### DIRECTION
Reproduce the records from the line containing "Target phrase = white boundary line on grass" through the end of the records, with "boundary line" swapped for "sideline" and nothing else altered.

Records pointing to objects in photos:
_ _ _ _ _ _ _

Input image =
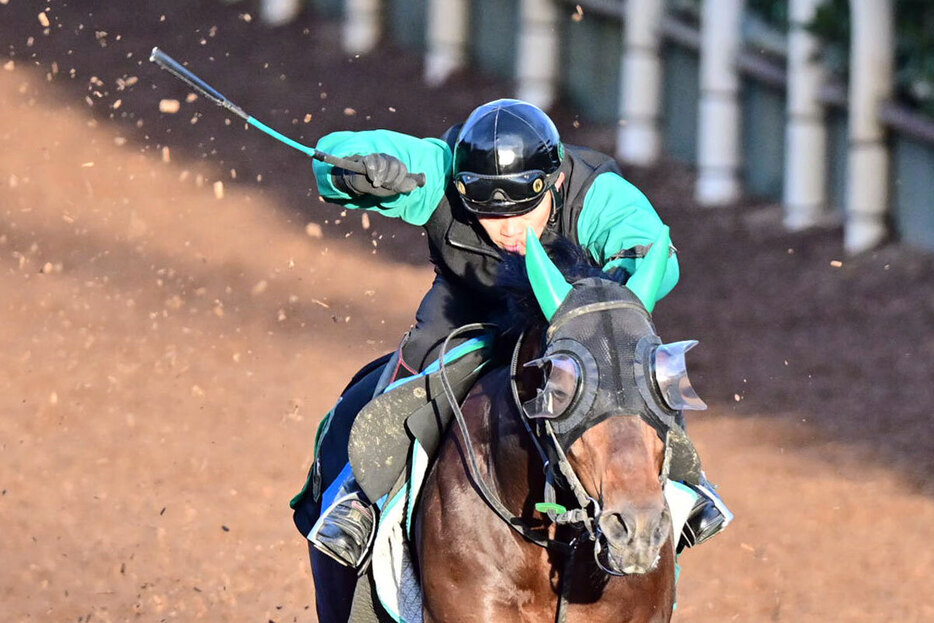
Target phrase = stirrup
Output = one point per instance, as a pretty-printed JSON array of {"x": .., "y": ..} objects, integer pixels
[
  {"x": 345, "y": 530},
  {"x": 708, "y": 517}
]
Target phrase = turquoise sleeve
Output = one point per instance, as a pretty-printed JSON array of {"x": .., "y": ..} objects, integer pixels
[
  {"x": 617, "y": 216},
  {"x": 430, "y": 156}
]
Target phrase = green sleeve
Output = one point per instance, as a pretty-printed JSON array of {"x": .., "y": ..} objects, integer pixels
[
  {"x": 617, "y": 216},
  {"x": 430, "y": 156}
]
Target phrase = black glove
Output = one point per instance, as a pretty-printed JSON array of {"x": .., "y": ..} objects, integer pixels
[{"x": 385, "y": 176}]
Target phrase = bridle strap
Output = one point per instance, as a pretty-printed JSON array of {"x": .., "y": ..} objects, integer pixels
[{"x": 488, "y": 496}]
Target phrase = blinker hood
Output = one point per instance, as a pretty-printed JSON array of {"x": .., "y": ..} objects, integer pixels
[{"x": 608, "y": 329}]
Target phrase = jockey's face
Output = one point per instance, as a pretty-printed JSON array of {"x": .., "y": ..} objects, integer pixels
[{"x": 508, "y": 232}]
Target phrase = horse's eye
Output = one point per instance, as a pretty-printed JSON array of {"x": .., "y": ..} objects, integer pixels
[{"x": 561, "y": 381}]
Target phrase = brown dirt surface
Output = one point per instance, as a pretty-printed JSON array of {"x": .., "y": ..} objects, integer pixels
[{"x": 166, "y": 349}]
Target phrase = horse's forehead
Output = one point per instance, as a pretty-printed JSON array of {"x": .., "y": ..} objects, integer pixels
[{"x": 602, "y": 310}]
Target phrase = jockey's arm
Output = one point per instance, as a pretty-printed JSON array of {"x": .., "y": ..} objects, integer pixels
[
  {"x": 430, "y": 156},
  {"x": 617, "y": 224}
]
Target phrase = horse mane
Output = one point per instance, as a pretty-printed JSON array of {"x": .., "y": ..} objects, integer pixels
[{"x": 522, "y": 311}]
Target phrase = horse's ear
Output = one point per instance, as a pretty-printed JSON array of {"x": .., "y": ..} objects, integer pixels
[
  {"x": 548, "y": 283},
  {"x": 648, "y": 277}
]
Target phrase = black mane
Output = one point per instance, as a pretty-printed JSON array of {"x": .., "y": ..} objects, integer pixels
[{"x": 522, "y": 311}]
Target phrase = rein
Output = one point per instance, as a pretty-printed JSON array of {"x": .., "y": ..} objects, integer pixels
[{"x": 579, "y": 515}]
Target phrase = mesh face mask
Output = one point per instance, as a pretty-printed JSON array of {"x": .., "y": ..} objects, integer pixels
[
  {"x": 562, "y": 379},
  {"x": 601, "y": 361}
]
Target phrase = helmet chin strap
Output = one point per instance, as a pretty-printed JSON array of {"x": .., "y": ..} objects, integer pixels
[{"x": 557, "y": 202}]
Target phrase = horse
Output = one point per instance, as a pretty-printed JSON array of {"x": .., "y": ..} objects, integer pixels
[
  {"x": 589, "y": 407},
  {"x": 546, "y": 501}
]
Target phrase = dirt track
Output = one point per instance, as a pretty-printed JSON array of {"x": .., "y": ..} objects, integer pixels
[{"x": 165, "y": 354}]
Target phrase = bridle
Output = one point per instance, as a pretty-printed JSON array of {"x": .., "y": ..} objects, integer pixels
[{"x": 558, "y": 471}]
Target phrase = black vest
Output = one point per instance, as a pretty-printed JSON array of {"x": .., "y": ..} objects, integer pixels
[{"x": 462, "y": 252}]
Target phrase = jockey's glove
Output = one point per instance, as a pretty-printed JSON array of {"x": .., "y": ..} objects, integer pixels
[{"x": 385, "y": 176}]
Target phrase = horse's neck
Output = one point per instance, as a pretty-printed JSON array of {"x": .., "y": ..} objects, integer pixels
[{"x": 513, "y": 463}]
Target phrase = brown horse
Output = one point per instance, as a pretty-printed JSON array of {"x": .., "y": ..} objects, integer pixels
[{"x": 579, "y": 414}]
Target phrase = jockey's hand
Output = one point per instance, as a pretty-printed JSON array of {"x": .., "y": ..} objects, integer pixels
[{"x": 385, "y": 176}]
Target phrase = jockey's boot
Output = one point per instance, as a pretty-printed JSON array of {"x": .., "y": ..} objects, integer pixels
[
  {"x": 346, "y": 528},
  {"x": 708, "y": 516}
]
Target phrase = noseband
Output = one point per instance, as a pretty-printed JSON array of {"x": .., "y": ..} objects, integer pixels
[{"x": 586, "y": 515}]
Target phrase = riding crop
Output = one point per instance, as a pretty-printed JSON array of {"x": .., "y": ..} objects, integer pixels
[{"x": 175, "y": 68}]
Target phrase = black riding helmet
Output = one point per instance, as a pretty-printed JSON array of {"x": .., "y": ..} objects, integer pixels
[{"x": 506, "y": 157}]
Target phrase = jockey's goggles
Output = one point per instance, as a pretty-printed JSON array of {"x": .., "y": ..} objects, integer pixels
[{"x": 502, "y": 195}]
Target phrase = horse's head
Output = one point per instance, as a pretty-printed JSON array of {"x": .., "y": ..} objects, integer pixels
[{"x": 602, "y": 358}]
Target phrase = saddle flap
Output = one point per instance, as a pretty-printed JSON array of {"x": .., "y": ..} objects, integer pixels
[{"x": 379, "y": 441}]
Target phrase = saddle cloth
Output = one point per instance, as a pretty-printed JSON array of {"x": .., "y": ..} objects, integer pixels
[{"x": 397, "y": 586}]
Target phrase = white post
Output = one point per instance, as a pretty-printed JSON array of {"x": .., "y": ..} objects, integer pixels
[
  {"x": 871, "y": 59},
  {"x": 448, "y": 22},
  {"x": 537, "y": 62},
  {"x": 805, "y": 182},
  {"x": 639, "y": 138},
  {"x": 279, "y": 12},
  {"x": 362, "y": 25},
  {"x": 718, "y": 140}
]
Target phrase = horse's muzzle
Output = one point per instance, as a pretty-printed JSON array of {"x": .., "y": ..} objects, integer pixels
[{"x": 630, "y": 542}]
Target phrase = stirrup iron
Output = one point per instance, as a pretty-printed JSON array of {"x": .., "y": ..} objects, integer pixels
[{"x": 346, "y": 528}]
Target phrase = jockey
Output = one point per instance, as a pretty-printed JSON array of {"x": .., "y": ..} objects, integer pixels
[{"x": 503, "y": 170}]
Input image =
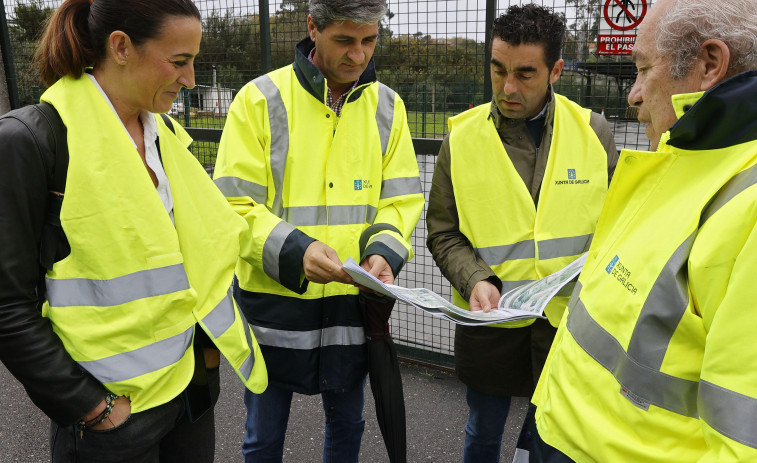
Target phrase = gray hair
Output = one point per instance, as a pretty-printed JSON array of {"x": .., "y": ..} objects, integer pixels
[
  {"x": 325, "y": 12},
  {"x": 687, "y": 24}
]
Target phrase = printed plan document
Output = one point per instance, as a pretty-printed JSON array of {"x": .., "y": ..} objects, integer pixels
[{"x": 525, "y": 301}]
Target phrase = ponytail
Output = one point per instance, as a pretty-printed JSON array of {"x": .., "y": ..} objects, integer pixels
[
  {"x": 66, "y": 47},
  {"x": 76, "y": 35}
]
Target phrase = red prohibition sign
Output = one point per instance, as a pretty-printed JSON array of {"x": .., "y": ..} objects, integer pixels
[{"x": 633, "y": 18}]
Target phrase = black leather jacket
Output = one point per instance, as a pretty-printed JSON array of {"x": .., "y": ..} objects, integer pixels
[{"x": 29, "y": 348}]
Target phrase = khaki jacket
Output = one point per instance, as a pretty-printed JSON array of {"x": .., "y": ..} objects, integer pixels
[{"x": 493, "y": 360}]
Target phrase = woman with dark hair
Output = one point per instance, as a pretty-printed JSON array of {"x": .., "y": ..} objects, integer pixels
[{"x": 114, "y": 322}]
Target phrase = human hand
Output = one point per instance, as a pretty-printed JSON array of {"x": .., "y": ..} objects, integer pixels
[
  {"x": 119, "y": 414},
  {"x": 485, "y": 296},
  {"x": 322, "y": 265},
  {"x": 377, "y": 266}
]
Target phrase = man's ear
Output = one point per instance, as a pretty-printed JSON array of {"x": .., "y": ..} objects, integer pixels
[
  {"x": 311, "y": 28},
  {"x": 554, "y": 74},
  {"x": 714, "y": 59}
]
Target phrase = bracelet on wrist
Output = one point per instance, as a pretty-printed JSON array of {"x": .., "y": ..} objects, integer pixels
[{"x": 110, "y": 402}]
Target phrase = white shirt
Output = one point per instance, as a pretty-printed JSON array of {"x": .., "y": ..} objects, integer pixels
[{"x": 151, "y": 150}]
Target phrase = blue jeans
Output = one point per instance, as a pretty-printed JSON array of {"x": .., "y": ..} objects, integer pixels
[
  {"x": 486, "y": 424},
  {"x": 268, "y": 415}
]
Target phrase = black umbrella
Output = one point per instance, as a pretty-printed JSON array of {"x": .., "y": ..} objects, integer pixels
[{"x": 384, "y": 375}]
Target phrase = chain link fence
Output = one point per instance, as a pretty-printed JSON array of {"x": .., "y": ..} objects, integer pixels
[{"x": 433, "y": 53}]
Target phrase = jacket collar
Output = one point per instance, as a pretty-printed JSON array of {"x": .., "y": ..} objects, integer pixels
[
  {"x": 312, "y": 80},
  {"x": 499, "y": 119},
  {"x": 725, "y": 115}
]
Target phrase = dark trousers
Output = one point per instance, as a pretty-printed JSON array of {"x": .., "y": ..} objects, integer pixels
[
  {"x": 160, "y": 434},
  {"x": 531, "y": 448}
]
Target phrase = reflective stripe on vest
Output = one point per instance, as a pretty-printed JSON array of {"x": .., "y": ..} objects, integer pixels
[
  {"x": 638, "y": 370},
  {"x": 548, "y": 249},
  {"x": 221, "y": 318},
  {"x": 385, "y": 116},
  {"x": 305, "y": 340},
  {"x": 272, "y": 249},
  {"x": 73, "y": 292},
  {"x": 279, "y": 124},
  {"x": 153, "y": 357}
]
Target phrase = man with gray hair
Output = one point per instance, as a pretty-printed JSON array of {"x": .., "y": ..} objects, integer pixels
[
  {"x": 656, "y": 359},
  {"x": 317, "y": 157}
]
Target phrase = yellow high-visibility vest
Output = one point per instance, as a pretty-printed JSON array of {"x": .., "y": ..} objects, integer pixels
[
  {"x": 655, "y": 359},
  {"x": 339, "y": 179},
  {"x": 126, "y": 300},
  {"x": 519, "y": 241}
]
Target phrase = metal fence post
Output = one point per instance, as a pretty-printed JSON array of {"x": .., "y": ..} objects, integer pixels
[
  {"x": 265, "y": 37},
  {"x": 491, "y": 10},
  {"x": 7, "y": 52}
]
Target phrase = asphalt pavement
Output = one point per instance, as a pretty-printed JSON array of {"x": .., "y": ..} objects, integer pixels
[{"x": 434, "y": 401}]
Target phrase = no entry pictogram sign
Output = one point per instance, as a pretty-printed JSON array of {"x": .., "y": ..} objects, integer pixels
[
  {"x": 623, "y": 15},
  {"x": 617, "y": 26}
]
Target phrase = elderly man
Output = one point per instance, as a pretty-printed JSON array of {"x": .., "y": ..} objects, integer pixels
[
  {"x": 317, "y": 156},
  {"x": 656, "y": 359}
]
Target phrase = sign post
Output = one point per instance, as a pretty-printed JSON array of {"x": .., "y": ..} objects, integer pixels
[{"x": 617, "y": 27}]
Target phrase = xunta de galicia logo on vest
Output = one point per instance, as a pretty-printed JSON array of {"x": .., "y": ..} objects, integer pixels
[
  {"x": 621, "y": 273},
  {"x": 572, "y": 179},
  {"x": 363, "y": 185}
]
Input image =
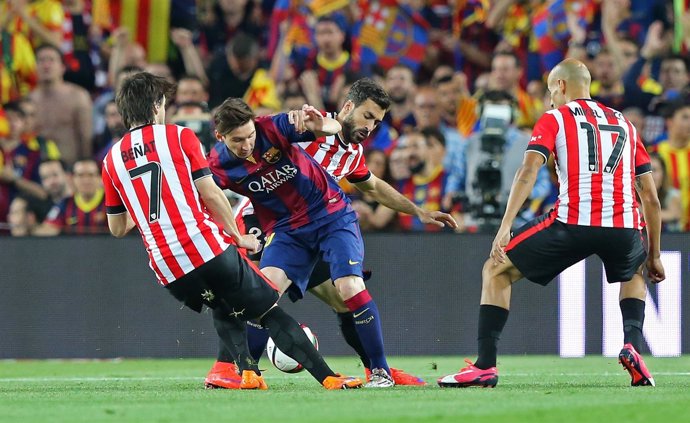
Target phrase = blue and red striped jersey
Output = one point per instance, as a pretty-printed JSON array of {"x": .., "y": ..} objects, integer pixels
[{"x": 287, "y": 187}]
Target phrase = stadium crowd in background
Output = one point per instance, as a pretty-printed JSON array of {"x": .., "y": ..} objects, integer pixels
[{"x": 445, "y": 64}]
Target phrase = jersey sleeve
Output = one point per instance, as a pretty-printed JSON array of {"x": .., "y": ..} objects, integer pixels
[
  {"x": 360, "y": 173},
  {"x": 192, "y": 148},
  {"x": 113, "y": 202},
  {"x": 543, "y": 139},
  {"x": 215, "y": 164},
  {"x": 642, "y": 161},
  {"x": 288, "y": 131}
]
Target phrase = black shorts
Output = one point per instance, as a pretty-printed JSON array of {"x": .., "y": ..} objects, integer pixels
[
  {"x": 228, "y": 282},
  {"x": 544, "y": 247},
  {"x": 249, "y": 224}
]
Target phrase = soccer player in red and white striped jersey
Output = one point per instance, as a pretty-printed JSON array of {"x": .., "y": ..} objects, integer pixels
[
  {"x": 600, "y": 161},
  {"x": 341, "y": 155},
  {"x": 157, "y": 178}
]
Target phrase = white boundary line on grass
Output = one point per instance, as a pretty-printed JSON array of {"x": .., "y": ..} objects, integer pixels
[{"x": 198, "y": 378}]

_ _ _ _ _ _ _

### TASK OUTPUT
Target phrase = white sideline on grass
Output = one point per instance, as a pretty-printed JSON array of {"x": .., "y": ..} objects, integer pixels
[{"x": 198, "y": 378}]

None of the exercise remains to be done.